Exercise requirements: Your answer should be one number: the count of lines below that contain "point".

Study material:
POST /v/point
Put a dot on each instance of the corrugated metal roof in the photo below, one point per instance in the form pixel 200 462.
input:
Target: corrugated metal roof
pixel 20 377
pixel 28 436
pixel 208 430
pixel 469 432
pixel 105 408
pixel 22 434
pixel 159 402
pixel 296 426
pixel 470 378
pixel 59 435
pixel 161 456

Exercise output: 2